== WHAT TO DO ==
1 > According to the forum thread, why is DatabricksSubmitRun kept around?
2 > Find every line in the entries that contains the string "Query", and copy each of those lines.

== GIVEN TEXT ==
— Begin —

Hello, it seems like that documentation for the Da...
# best-practices
e
Hello, it seems like that documentation for the DatabricksSubmitRun is obsolete. It suggests to pass the connection string as a string-encoded json using PrefectSecret, but the class only accepts a dict
k
Ah the DatabricksRunNow is newer. Maybe you can try that instead? DatabricksSubmitRun is kept around for backward compatibility
e
the annoying thing is that now I need to use databricks CLI to create a job and prefect to run it?
This is not very useful, I would have expected a Task to create a Job on Databricks too 😞
k
How would you create the job? You’d have a notebook ready and then just define the notebook and compute to run it?
e
I found it, it has an horrible name
Copy code
DatabricksSubmitMultitaskRun
is v2.1 api
k
Feedback is welcome because we’re working on the Prefect 2.0 version. What would you rename it to?
e
good question. I think you probably want to have a factory method:
Copy code
def submit_run(apiVersion:str) -> Task
Can you help me with this ? https://docs.prefect.io/api/latest/tasks/databricks.html#databrickssubmitmultitaskrun I don't understand how the example fits with what we discussed ysterday, sharing a part of the configuration between two tasks
k
It’s just the same. You can use that large init, and then during runtime, override stuff or add more keyword arguments
e
but I still have the problem, should I define the function where I create the instance as a task?

— End —

== Dataset rows on where objects appear ==
— Begin —

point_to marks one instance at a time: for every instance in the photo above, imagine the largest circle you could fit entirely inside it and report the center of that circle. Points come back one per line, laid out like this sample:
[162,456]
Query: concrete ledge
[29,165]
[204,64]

— End —
— Begin —

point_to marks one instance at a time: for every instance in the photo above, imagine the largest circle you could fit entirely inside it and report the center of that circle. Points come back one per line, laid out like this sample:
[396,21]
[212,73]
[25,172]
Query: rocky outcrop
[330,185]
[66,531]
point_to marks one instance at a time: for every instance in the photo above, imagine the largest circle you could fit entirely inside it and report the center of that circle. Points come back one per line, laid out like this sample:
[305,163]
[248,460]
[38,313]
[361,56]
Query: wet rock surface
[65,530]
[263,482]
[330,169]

— End —
— Begin —

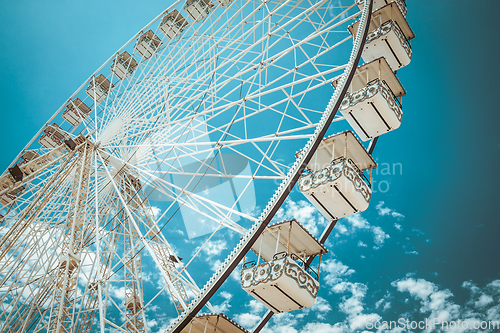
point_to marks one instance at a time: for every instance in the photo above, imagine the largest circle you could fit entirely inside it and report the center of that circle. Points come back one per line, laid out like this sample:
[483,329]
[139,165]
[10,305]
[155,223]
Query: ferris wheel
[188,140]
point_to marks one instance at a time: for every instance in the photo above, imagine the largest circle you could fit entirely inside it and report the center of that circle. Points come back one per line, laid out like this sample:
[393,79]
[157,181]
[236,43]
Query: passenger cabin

— End —

== FINAL ANSWERS ==
1 > It is kept for backward compatibility.

2 >
Query: concrete ledge
Query: rocky outcrop
Query: wet rock surface
Query: ferris wheel
Query: passenger cabin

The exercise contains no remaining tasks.